THE TASK:
From the line with "Q: Pick out each instance of the patio" through the line with "Target: brown brick wall", inclusive, return each line of the data below exactly and leave the rest out.

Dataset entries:
☆ ☆ ☆

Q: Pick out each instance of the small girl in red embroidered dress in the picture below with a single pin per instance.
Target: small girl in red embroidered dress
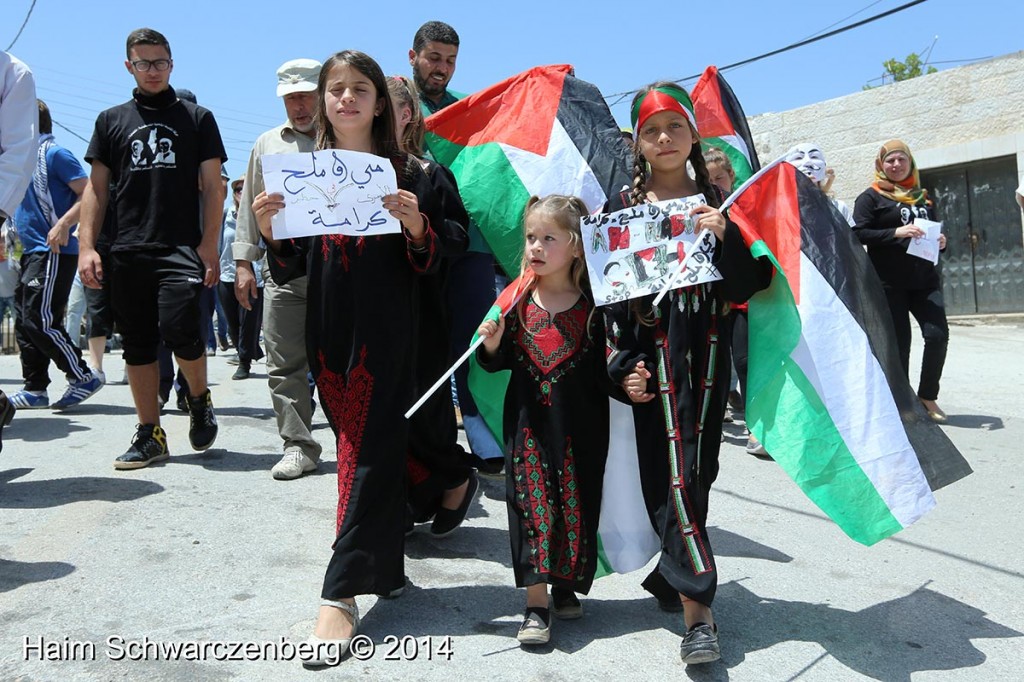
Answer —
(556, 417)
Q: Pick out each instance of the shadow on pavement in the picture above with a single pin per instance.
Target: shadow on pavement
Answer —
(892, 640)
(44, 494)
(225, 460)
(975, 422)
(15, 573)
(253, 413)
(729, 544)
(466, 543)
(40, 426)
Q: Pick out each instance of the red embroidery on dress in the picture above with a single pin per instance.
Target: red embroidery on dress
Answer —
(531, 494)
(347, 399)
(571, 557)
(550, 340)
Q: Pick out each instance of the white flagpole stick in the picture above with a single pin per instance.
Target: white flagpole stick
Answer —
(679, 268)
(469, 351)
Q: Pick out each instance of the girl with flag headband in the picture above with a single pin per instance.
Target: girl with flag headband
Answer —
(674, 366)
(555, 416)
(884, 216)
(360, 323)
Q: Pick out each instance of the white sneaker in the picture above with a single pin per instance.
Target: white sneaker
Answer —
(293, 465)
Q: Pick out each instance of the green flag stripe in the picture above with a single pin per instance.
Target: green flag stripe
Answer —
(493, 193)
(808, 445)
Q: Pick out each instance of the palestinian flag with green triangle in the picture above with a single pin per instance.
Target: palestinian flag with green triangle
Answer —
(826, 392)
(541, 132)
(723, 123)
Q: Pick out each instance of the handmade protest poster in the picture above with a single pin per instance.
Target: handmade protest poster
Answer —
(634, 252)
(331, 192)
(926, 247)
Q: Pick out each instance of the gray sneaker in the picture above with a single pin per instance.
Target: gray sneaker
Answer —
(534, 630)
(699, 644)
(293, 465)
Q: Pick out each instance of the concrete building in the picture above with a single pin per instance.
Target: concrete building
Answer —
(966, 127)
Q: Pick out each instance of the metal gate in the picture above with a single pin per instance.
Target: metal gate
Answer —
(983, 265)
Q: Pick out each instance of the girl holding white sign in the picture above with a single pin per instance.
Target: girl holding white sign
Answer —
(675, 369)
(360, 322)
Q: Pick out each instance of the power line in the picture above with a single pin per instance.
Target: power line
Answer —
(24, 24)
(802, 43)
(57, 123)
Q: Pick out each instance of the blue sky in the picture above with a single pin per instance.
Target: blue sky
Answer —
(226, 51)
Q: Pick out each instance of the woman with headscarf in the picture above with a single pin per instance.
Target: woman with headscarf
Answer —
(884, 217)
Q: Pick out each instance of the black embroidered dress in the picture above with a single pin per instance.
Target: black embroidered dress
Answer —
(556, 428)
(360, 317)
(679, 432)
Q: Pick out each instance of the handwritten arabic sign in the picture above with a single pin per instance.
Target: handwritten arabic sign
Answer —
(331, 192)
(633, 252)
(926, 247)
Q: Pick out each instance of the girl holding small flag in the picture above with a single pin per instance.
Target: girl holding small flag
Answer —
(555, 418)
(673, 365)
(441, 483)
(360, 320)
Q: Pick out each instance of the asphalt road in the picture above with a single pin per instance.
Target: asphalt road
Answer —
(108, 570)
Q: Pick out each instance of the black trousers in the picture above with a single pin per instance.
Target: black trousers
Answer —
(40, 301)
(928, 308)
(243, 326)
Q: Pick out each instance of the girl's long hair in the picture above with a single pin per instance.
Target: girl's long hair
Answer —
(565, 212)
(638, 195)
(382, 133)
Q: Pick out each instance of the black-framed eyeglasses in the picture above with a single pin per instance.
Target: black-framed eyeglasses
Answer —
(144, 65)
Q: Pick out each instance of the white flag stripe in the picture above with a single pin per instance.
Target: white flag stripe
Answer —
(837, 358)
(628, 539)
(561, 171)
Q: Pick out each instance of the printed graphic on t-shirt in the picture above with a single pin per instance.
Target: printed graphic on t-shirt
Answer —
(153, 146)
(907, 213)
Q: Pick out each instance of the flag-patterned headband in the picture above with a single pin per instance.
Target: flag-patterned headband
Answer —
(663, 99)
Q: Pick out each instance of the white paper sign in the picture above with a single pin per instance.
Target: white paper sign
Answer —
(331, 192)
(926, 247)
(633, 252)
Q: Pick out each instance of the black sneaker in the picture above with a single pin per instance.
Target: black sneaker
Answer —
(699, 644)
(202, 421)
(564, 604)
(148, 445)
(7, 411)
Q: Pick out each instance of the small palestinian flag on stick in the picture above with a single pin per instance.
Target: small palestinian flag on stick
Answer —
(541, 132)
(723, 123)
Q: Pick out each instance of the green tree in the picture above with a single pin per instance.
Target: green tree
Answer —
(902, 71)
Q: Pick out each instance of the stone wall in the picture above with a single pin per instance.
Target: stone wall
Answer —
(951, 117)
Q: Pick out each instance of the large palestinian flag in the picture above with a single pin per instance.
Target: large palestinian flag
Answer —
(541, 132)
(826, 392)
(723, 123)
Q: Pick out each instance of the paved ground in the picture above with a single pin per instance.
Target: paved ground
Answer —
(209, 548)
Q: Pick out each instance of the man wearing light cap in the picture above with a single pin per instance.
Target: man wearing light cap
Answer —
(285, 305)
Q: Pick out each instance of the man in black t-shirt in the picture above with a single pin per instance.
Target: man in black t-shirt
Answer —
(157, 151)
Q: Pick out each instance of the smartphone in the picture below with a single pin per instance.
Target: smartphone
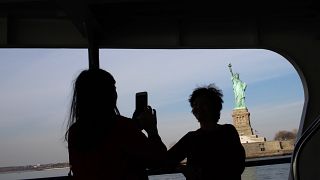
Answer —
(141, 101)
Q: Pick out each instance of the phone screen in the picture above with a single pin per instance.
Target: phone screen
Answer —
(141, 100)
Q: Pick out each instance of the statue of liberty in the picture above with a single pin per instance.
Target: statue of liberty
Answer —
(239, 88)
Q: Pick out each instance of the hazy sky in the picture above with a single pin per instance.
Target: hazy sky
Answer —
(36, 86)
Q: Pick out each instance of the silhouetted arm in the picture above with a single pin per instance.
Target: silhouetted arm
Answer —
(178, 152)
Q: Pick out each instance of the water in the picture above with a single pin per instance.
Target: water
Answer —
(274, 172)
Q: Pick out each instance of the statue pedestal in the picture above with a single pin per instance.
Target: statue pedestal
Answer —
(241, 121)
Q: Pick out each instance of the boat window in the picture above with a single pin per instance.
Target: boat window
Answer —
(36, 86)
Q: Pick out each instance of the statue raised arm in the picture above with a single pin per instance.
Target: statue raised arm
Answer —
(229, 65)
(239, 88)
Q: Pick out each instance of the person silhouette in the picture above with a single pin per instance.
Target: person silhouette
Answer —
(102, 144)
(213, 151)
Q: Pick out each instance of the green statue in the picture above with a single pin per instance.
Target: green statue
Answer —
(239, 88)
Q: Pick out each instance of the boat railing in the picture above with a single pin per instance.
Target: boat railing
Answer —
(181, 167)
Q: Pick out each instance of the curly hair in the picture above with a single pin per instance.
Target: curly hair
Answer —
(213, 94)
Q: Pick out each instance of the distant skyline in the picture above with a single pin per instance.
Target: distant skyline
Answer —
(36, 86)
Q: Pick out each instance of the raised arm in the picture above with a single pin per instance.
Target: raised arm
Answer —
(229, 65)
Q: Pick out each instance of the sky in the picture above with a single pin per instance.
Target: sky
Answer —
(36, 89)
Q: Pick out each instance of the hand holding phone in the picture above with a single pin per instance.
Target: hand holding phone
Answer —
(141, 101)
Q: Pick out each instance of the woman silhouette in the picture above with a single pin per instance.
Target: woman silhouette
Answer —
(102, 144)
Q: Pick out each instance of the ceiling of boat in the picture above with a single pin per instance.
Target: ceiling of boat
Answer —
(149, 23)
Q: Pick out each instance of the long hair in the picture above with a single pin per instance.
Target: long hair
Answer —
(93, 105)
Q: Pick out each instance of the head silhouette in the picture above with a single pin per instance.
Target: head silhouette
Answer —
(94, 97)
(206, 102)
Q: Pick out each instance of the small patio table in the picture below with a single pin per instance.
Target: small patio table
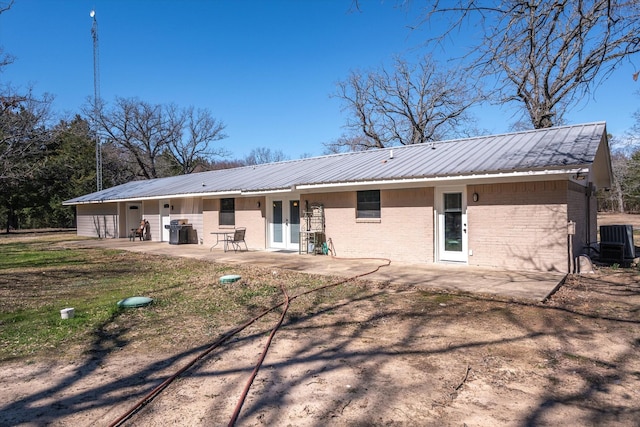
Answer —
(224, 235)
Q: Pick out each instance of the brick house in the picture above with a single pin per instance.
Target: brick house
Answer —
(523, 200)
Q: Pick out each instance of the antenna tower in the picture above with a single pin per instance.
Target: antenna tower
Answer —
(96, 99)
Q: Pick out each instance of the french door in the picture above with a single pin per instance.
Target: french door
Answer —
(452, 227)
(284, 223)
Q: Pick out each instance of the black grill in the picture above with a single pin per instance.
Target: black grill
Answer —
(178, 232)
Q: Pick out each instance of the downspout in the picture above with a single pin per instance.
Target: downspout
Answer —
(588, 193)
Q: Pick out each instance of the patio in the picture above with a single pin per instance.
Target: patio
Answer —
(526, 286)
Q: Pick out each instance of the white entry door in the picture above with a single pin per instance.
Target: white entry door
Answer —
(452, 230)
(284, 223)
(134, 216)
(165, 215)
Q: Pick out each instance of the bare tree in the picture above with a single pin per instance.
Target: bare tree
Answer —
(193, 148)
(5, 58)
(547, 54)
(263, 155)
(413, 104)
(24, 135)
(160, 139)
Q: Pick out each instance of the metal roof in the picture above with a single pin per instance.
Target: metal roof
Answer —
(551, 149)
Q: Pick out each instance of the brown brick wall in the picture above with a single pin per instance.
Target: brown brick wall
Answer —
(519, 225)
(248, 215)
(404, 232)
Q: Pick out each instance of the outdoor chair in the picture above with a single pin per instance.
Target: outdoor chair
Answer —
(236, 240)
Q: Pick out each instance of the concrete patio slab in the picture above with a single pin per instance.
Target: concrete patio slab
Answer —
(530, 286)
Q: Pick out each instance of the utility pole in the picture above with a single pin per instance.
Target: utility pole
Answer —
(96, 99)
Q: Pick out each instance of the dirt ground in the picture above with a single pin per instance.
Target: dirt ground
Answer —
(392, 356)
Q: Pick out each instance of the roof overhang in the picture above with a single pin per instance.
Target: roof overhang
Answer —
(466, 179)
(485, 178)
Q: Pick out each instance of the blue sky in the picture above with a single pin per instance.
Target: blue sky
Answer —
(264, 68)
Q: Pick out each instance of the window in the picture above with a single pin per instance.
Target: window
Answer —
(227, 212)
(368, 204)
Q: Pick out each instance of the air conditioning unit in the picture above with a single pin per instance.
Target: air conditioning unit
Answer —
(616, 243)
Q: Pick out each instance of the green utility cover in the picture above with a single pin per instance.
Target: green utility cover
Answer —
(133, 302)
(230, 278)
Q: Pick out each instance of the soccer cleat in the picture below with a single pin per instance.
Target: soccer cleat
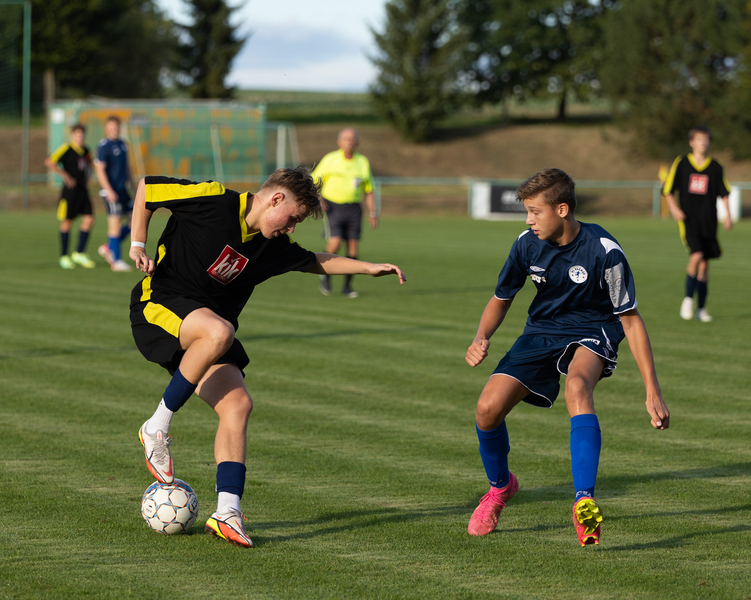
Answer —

☆ ☆ ☆

ANSWER TO THIS PROBLEM:
Q: Pick out each instance of the patio in the picture above with a single pin per instance.
Target: patio
Answer —
(526, 286)
Q: Pick out each instance of the white entry door in the picture above with a single pin per instance.
Target: white entry door
Answer —
(452, 230)
(284, 223)
(134, 216)
(165, 215)
Q: Pick out each instance of the bare tree in the picture above with a single pin per instance.
Target: bare tree
Answer —
(193, 148)
(5, 58)
(547, 54)
(263, 155)
(413, 104)
(24, 135)
(160, 139)
Q: Pick out each instance of the metal roof in the picture above with a single pin per instance.
Target: metal roof
Answer —
(551, 149)
Q: Pick out each instance of the brown brick wall in the picture above with a single pin per instance.
Target: brown brick wall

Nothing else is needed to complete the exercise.